■ TEXTO DE LECTURA
====================

Libros para las vacaciones

Ahí le dejo la gloria. Mauricio Vargas Linares

 

Rodrigo Fernández Ordóñez

-I-

El general José de San Martín, libertador de vastos territorios en América del Sur en sus años de gloria. La autoría del retrato se le atribuye al pintor Jean Baptiste Madou, aunque no se ha logrado establecer con total seguridad. (Fuente: wikipedia).

El general José de San Martín, libertador de vastos territorios en América del Sur en sus años de gloria. La autoría del retrato se le atribuye al pintor Jean Baptiste Madou, aunque no se ha logrado establecer con total seguridad. (Fuente: wikipedia).

Cambiando un poco la tónica de estas cápsulas vamos a recomendar algunos libros para estas vacaciones de fin de año, tratando que siempre sean de materia histórica, pero a la vez amenos. Empezamos con una novela que me he devorado en unos pocos días, prisionero del apasionante relato: «Ahí le dejo la gloria», de Mauricio Vargas Linares.

====================

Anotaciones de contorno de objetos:
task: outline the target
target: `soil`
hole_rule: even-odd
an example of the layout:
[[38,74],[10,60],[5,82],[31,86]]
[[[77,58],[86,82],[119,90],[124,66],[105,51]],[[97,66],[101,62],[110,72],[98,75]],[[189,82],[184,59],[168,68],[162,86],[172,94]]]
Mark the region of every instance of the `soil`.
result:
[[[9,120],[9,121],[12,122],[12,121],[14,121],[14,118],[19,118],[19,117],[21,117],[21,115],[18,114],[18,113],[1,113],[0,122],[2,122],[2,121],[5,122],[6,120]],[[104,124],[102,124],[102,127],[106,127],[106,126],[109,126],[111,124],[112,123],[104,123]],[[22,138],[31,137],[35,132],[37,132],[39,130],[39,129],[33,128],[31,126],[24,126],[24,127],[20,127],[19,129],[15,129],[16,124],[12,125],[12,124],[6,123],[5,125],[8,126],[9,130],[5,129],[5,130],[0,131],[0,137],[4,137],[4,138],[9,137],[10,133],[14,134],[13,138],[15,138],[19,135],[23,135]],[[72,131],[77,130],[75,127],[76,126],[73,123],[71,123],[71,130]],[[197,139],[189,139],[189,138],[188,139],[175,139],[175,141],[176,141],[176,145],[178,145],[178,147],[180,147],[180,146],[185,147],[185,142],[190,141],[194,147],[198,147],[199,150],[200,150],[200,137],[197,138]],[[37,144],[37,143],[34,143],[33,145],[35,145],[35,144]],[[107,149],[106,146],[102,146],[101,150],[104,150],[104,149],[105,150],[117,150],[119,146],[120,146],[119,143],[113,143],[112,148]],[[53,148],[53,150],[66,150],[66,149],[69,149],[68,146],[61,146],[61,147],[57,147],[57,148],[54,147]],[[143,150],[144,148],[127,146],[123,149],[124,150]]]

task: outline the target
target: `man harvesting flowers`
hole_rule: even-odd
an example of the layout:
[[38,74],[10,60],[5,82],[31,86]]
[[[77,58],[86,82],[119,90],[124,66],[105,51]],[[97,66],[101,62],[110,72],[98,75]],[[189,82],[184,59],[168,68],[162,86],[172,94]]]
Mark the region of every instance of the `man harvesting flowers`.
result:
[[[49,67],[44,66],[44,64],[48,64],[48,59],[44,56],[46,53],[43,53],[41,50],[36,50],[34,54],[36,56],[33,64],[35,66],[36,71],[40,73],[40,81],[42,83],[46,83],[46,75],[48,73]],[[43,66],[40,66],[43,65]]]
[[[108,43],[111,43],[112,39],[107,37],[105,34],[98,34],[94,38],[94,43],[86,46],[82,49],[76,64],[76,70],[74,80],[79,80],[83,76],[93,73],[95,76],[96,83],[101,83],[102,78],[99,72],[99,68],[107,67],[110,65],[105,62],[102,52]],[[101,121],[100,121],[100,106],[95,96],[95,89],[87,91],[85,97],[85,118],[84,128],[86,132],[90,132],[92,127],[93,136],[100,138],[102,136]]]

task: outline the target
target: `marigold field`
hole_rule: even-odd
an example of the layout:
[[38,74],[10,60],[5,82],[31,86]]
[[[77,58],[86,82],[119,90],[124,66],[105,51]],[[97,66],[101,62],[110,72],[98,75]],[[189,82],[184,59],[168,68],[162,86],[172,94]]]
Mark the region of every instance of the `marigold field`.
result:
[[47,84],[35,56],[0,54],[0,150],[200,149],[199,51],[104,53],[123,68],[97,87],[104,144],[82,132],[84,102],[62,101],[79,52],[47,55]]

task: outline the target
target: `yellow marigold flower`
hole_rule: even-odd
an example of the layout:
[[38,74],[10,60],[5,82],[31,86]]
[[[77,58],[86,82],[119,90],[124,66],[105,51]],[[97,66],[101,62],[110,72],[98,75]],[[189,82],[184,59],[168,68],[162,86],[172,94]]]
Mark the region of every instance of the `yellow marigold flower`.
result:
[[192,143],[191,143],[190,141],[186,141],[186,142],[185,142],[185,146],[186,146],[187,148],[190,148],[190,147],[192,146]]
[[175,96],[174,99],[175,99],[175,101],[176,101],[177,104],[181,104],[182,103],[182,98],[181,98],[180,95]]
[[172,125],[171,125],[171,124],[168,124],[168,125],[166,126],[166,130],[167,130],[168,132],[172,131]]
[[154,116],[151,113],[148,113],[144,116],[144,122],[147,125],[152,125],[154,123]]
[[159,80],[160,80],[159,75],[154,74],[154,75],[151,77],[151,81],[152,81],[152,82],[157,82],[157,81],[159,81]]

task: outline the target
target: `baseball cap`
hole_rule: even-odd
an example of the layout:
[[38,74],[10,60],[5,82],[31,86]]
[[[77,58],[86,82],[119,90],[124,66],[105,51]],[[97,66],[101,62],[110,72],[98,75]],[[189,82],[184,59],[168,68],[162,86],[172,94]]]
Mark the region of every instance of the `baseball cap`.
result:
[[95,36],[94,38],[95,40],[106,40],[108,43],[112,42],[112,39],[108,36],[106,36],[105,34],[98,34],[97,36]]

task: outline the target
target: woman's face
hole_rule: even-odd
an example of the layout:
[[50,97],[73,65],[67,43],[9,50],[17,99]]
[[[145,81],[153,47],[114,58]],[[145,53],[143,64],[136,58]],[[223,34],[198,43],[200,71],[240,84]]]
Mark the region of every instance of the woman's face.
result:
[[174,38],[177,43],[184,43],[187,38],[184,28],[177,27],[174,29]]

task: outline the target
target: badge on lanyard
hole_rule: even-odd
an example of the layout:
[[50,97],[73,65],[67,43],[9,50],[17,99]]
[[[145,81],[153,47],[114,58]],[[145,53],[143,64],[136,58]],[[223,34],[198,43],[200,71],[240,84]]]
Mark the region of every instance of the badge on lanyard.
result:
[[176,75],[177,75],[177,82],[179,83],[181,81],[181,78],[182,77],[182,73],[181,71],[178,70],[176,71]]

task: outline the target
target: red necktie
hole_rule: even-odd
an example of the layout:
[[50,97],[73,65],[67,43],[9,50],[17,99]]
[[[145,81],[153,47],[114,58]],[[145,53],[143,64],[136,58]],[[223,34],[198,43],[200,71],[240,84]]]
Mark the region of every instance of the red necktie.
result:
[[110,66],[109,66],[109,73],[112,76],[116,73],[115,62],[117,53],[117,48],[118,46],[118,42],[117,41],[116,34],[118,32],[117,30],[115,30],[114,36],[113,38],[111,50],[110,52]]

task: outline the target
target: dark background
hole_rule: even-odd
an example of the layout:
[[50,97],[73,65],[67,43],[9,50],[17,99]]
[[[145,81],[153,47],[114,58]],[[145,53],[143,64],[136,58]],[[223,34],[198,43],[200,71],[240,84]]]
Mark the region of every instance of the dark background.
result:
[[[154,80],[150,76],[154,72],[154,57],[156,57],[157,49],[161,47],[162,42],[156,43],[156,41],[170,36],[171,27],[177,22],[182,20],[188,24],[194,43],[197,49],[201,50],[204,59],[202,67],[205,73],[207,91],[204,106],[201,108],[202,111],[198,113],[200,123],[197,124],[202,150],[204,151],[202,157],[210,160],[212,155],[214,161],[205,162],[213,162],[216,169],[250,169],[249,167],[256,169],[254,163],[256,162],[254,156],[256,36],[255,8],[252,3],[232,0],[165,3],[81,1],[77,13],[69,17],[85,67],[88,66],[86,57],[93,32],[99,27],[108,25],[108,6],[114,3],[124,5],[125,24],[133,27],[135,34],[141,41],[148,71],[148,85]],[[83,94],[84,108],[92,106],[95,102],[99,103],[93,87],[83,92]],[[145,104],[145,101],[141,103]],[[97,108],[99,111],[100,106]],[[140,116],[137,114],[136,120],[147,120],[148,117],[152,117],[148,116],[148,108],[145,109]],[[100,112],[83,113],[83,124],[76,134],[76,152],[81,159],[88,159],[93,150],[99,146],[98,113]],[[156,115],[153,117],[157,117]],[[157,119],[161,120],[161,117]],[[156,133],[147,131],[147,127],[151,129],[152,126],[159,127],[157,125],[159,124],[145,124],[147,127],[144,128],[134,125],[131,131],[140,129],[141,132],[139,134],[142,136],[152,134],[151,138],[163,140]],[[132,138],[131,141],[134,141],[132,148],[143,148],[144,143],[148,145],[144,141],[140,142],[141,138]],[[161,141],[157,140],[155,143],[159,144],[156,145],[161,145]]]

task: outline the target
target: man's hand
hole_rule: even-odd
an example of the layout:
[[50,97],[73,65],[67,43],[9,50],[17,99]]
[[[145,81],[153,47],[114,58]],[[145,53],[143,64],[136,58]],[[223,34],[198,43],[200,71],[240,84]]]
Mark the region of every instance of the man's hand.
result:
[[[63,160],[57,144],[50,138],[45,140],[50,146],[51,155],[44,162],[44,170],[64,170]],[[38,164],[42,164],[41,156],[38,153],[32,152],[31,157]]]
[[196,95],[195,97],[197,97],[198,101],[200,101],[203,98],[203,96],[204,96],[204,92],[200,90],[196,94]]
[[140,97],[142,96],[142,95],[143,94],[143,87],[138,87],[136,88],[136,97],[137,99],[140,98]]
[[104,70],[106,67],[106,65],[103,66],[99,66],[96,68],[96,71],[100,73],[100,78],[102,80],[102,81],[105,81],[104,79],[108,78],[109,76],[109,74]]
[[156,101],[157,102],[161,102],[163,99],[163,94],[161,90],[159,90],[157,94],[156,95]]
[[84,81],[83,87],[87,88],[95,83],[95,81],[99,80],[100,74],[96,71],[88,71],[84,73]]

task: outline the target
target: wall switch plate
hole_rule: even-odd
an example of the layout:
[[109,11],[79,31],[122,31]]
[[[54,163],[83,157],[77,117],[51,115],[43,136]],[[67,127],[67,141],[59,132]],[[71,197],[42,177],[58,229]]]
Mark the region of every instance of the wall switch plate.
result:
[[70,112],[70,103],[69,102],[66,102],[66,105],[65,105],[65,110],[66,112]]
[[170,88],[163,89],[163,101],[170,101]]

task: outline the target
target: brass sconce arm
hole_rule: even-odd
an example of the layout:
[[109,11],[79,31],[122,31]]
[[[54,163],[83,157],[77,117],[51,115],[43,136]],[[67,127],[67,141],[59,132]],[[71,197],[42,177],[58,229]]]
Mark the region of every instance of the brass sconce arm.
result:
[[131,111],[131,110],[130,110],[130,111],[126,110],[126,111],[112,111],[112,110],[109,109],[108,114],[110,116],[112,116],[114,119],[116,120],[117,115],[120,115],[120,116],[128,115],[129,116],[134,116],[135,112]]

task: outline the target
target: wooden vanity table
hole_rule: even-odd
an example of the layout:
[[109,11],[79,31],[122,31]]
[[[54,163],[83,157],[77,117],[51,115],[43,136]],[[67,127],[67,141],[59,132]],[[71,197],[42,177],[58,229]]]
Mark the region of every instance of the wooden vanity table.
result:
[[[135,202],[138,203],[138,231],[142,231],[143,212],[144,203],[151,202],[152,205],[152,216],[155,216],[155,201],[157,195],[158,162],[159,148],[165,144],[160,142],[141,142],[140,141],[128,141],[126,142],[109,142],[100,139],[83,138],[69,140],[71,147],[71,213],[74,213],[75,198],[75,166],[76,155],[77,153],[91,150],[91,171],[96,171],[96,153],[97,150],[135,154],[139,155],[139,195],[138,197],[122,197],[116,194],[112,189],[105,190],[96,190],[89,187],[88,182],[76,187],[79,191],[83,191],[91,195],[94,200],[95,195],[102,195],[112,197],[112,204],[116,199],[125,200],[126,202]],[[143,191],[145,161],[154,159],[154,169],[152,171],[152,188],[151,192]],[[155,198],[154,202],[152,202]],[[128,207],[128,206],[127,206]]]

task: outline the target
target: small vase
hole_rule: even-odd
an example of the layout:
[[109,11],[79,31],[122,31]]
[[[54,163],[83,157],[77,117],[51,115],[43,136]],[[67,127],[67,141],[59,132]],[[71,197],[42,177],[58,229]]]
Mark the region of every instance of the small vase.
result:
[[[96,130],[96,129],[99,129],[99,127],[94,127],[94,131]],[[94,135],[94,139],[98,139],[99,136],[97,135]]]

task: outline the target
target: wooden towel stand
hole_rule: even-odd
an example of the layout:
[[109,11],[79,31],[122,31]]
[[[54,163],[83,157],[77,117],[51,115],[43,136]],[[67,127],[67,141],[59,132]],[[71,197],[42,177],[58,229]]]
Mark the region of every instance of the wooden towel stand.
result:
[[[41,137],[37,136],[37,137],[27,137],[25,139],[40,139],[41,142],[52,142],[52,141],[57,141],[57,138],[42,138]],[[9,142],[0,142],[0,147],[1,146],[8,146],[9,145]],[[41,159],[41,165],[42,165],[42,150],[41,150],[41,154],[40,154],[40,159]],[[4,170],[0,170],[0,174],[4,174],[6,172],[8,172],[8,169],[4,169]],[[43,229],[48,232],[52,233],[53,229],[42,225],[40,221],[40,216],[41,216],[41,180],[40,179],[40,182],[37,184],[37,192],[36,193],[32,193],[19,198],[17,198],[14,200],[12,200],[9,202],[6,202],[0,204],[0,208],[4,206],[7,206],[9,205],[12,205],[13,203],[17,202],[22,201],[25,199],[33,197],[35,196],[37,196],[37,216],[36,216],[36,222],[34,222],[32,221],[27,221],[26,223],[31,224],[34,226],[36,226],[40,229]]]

====================

■ TAREA BREVE 1
Reproduce sin cambios el pasaje del texto de lectura que va desde "Cambiando un poco" hasta "Mauricio Vargas Linares.", este último incluido.
■ TAREA BREVE 2
Filtra las filas y copia cada línea que contenga la cadena "towel".
Las filas no guardan relación alguna con el texto de lectura.

■ RESPUESTA 1
Cambiando un poco la tónica de estas cápsulas vamos a recomendar algunos libros para estas vacaciones de fin de año, tratando que siempre sean de materia histórica, pero a la vez amenos. Empezamos con una novela que me he devorado en unos pocos días, prisionero del apasionante relato: «Ahí le dejo la gloria», de Mauricio Vargas Linares.

■ RESPUESTA 2
target: wooden towel stand
Mark the region of every instance of the wooden towel stand.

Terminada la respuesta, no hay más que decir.